## EXCERPT PROVIDED
Costa Blanca/Murcia Agricultural land is mainly characterized by complex cultivation patterns, incorporating fruit trees and irrigated arable land, which in many cases are located very close to the coast. In 2018, agricultural land is shrinked to 50% of total land, displaying a negative change of − 15.8%, compared to 1990. According to CLC data, artificial areas in the period 1990–2018 display an important increase from 4.8 to 10.9% (+ 128.4%), mainly due to the expansion of discontinuous urban fabric and industrial/commercial areas. Sport and leisure facilities also increase from 308 to 3959 ha (+ 1186%), a fact that is largely associated with the dynamic development of tourism- and leisure-related large scale infrastructure.

Cote d’Azur Agricultural land is scarce and fragmented, consisting mainly of vineyards (5% of total area), complex cultivation systems (4%), and trees and olives (0.7%). In the time span 1990–2018, the total agricultural land seems to be slightly decreasing from 15% to 13.3% of total area (change of − 11.1%). In 2018, about 45% of the total area is covered by forests and another 24.5% by scrub and/or herbaceous vegetation. Open spaces with little or no vegetation cover 6.4% of total area. Artificial areas increase from 69,328 ha (6.7% of total area) in 1990 to 102,873 ha (10% of total area in 2018, a change of + 48.4%), mainly due to discontinuous urban fabric that accounts for over 80% of artificial land in 2018.

Crete Agricultural land covers about 44% of total area in 2018, presenting a marginal increase of 2.6%, compared to 1990. Olive groves—a pillar of the primary sector economy—cover 25.9% of the island’s land. Forests cover only 3.5% in 2018. Artificial areas increase from 1.3% of total area in 1990 to 2.2% in 2018 (a change of + 65%). The share of artificial areas is much more critical in the northern part of Crete, i.e. the part most heavily affected by urbanization and coastalization trends. Discontinuous urban fabric, expansion of industrial/commercial areas and deployment of sport/leisure facilities are the most fast-growing land use categories in Crete Island.

Emilia-Romagna This is a predominately agricultural area, with agricultural land covering over 600,000 ha (77.5% of total land) in 1990, a share that is only marginally reduced in 2018 (− 1.7%). Non-irrigated arable land and complex cultivation patterns are the main land cover types. The former is more frequently located in the vicinity of coastal zones, while the latter in the inland ones, at about 20–30 km from the coast and close to the inland cities of Faenza-Forli-Cesena. In 2018, forests cover about 10% of the total area, mainly in the mountainous south-western part, far from the coast; while small coniferous and mixed-forest areas are also detected around Ravenna, close to the coast. Inland/maritime wetlands cover 1.6% of total area, and their change is relatively small (+ 5.7%). Artificial areas as a whole increased from 4.4% of total area in 1990 to 5.7% in 2018 (a change of + 28%), mainly due to discontinuous urban fabric and expansion of industrial/commercial areas.

Use of GHSL data unveils that important shares of built-up areas are constructed within zones identified by CLC as agricultural and natural areas, this fact confirming that dispersed low-density development, usually related to urban sprawl, cannot be detected by CLC data. For example, in Costa Blanca/Murcia more than 46,000 ha of built-up areas are tracked down within zones delineated by CLC as agricultural. Similarly, about 24,000 ha of built-up areas in Emilia-Romagna and 10,000 ha in Crete encroach within agricultural zones. In Cote d’Azur, 33,585 ha of built-up areas are scattered within agricultural zones and another 13,756 ha in zones designated by CLC as forest/semi-natural areas.

## DATA EXTRACT
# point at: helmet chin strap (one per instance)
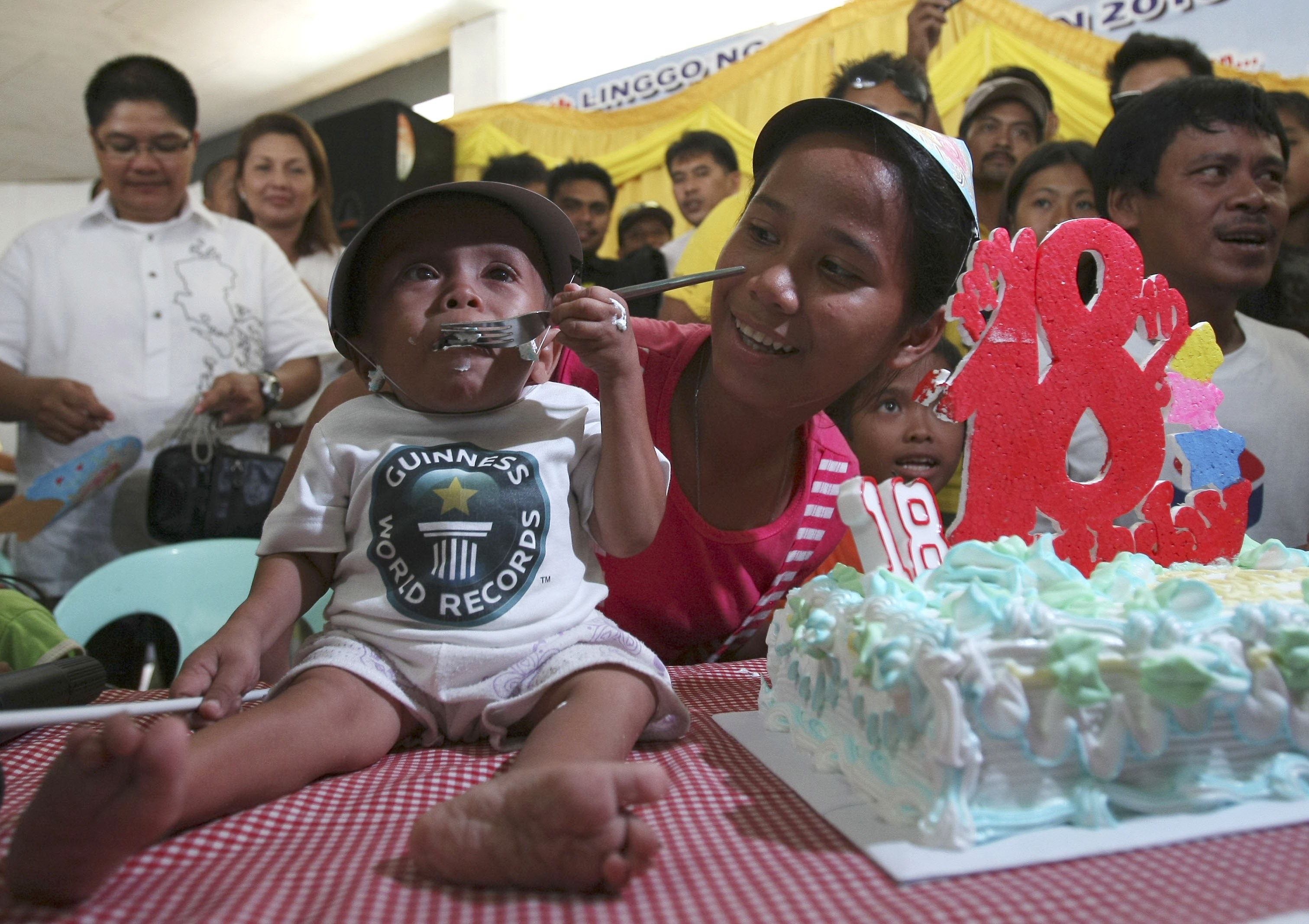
(378, 376)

## TASK SET
1. Extract from the coastal land-cover excerpt the passage starting at "Crete Agricultural land" and ending at "in Crete Island.", copied word for word.
2. Write the next part of the coastal land-cover excerpt, picking up after its final sentence.

## TASK RESULTS
1.
Crete Agricultural land covers about 44% of total area in 2018, presenting a marginal increase of 2.6%, compared to 1990. Olive groves—a pillar of the primary sector economy—cover 25.9% of the island’s land. Forests cover only 3.5% in 2018. Artificial areas increase from 1.3% of total area in 1990 to 2.2% in 2018 (a change of + 65%). The share of artificial areas is much more critical in the northern part of Crete, i.e. the part most heavily affected by urbanization and coastalization trends. Discontinuous urban fabric, expansion of industrial/commercial areas and deployment of sport/leisure facilities are the most fast-growing land use categories in Crete Island.

2.
Density gradients

GHSL data were overlaid by buffer zones, and statistics for the period 1975–2014 were calculated. The percentage of built-up areas, tracked down in each single zone, was used to construct density gradients, revealing coastalization evolution through time (Fig. 3).

Fig. 3
figure 3

Source: Own elaboration

Coastalization curves for the period 1975–2014 (% built-up areas) in different distances buffers from coastline.

Ιn Cote d’ Azur, the built-up density in the front coastal zone (up to 1 km from the coastline) is the highest among all case studies, reaching 55%, with this zone having already reached a saturation point. This percentage is lower in Costa Blanca/Murcia (35%), Emilia-Romagna (27%) and Crete (11%). In Costa Blanca/Murcia and Emilia-Romagna, urban development is further expanding towards the inland zones. In Cote d’ Azur the level of urbanization drops considerably along distance from the coast, yet, the curves remain relatively high in the hinterland (above 5%, beyond 6 km and up to the 15 km limit).

In Crete only the first three zones up to 4 km from coast are affected by urbanization processes.

Density gradients can be approximated by a negative exponential curve of the type:

$$D\left( r \right)\, = \,a \cdot e^{ - b \cdot r}$$
(1)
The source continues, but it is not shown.